TASK> Pick out every line in the data below that contains the string "truck", and copy each one in full.
....
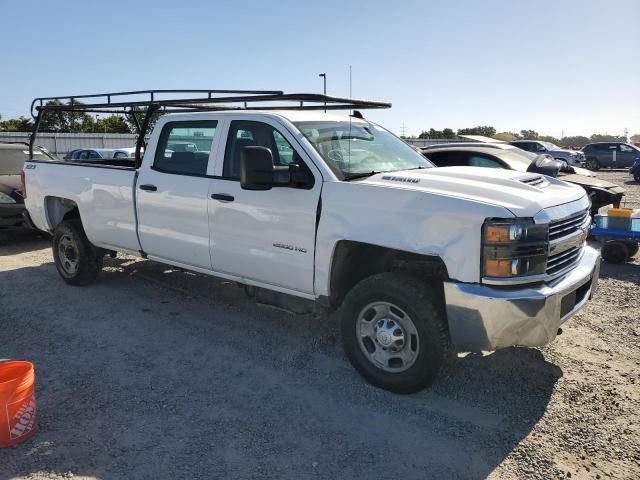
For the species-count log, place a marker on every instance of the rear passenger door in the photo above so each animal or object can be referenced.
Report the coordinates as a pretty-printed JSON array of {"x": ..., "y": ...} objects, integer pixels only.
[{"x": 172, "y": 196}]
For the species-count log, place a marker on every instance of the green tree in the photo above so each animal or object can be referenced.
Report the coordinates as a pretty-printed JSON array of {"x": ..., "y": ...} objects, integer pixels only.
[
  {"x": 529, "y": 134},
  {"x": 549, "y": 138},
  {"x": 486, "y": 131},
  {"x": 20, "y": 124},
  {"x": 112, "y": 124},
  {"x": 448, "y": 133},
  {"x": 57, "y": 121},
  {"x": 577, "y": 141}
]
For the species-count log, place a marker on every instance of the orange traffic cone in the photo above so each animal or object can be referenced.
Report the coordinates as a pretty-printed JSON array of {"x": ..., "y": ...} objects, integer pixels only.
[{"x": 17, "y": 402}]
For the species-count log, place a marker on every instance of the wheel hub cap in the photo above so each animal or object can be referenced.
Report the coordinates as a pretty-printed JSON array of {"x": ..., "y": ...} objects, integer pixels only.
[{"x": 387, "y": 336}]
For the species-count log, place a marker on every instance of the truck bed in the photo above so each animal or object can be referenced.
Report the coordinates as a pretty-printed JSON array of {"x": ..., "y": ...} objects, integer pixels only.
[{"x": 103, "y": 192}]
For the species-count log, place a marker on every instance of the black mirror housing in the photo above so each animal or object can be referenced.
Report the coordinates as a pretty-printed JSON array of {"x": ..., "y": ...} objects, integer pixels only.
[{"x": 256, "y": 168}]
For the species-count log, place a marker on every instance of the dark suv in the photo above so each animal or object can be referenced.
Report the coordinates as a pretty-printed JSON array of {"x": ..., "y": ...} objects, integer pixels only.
....
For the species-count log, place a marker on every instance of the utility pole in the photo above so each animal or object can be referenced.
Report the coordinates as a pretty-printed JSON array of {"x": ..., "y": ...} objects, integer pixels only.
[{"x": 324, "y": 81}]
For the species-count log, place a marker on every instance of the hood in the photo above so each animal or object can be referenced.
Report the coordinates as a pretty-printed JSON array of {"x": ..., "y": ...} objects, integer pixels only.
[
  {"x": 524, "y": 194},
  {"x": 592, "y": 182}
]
....
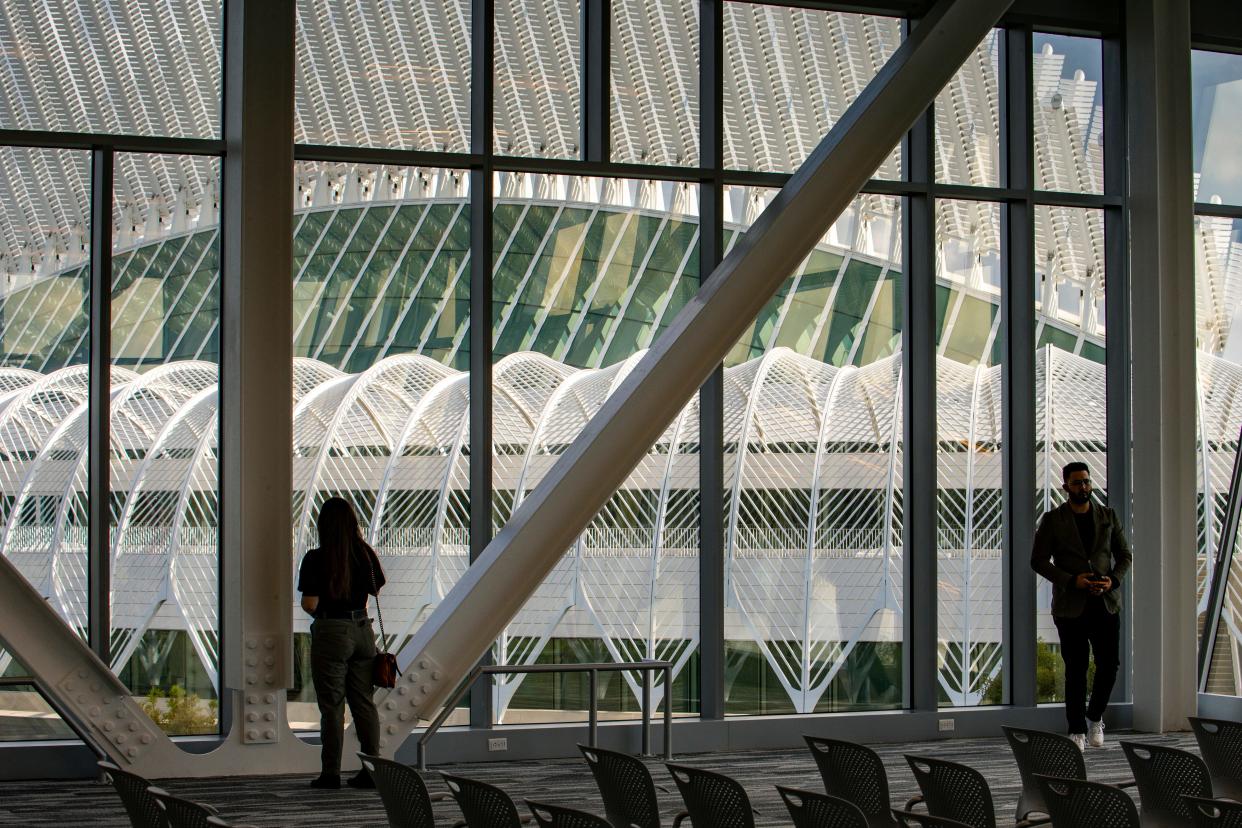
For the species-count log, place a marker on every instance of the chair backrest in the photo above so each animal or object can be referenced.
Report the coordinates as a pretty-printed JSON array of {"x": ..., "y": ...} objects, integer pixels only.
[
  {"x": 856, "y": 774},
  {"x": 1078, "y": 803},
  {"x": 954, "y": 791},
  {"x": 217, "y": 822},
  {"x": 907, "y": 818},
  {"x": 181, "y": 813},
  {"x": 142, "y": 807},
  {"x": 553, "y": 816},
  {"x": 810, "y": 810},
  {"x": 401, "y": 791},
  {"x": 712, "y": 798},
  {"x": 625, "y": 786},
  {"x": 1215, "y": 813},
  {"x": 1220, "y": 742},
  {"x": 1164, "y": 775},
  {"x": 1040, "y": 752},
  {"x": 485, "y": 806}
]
....
RESULT OF THE EXERCISE>
For the species-count log, place a marker on every instance of the truck bed in the photo above so each animal or object can be referenced.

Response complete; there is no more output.